Ousseynou Samb, enseignant de droit sur les réformes judiciaires: "La nouvelle réforme n’aura de sens que si elle est accompagnée de mesures de recrutements"
L’enseignant de la faculté des sciences juridiques de l’Université Cheikh Anta Diop de Dakar, Ousseynou Samb, a estimé que «la création de nouvelles juridictions doit être accompagnée du recrutement en nombre de magistrats et de greffiers ». Sinon dit-il, « ladite réforme n’aura aucun sens ». Il s’est longuement entretenu avec nous hier mardi 28 octobre 2014 sur cette question tout en faisant une genèse des différentes réformes judiciaires qu’a connues notre pays du président Abdou Diouf à Macky Sall, en passant par Abdoulaye Wade.
«La réforme n’aura de sens que si elle est accompagnée de mesures de recrutements en hommes, aussi bien en magistrats qu’en greffiers. En ce moment on aura le contentieux de Dakar éclaté en trois ou quatre zones. Le magistrat qui sera à Dakar va voir son volume de travail diminuer», soutient l’enseignant de droit.
«Et en diminuant son volume de travail par deux, on lui donne plus de temps pour mieux étudier ses dossiers. Et en ayant le temps de mieux étudier ses dossiers, il rend une décision excellente. Nous avons d’excellents magistrats mais avec le volume du travail, les magistrats peuvent facilement se tromper », poursuit-il.

────────────────

> **Exercice proposé**:
Prolongez l'article ci-dessus sur la réforme judiciaire en reprenant juste après sa dernière phrase.

> **Bloc de données**:
────────────────

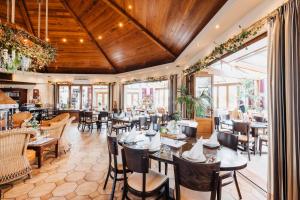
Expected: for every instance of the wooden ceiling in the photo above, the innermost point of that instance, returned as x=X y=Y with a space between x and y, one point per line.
x=116 y=35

────────────────

> **Réponse rédigée**:
Le professeur de droit est ainsi convaincu que «la création de nouvelles juridictions doit être accompagnée du recrutement en nombre de magistrats et de greffiers sinon la réforme n’aura aucun sens ». Il explique que les magistrats n’auront pas à bâcler leurs dossiers parce qu’ils auront moins de travail. « Aujourd’hui, la réforme qui a été votée hier (lundi 27 octobre 2014), du moins la loi 2014-22, supprime les tribunaux départementaux et les tribunaux régionaux qui sont remplacés par les tribunaux d’instance et les tribunaux de grande instance. L’intérêt de la suppression des tribunaux régionaux et départementaux réside dans le fait qu’en parlant de tribunal régional, on ne pouvait en avoir qu’un seul dans une région parce que la compétence du tribunal régional était circonscrit au territoire de la région», déclare-t-il.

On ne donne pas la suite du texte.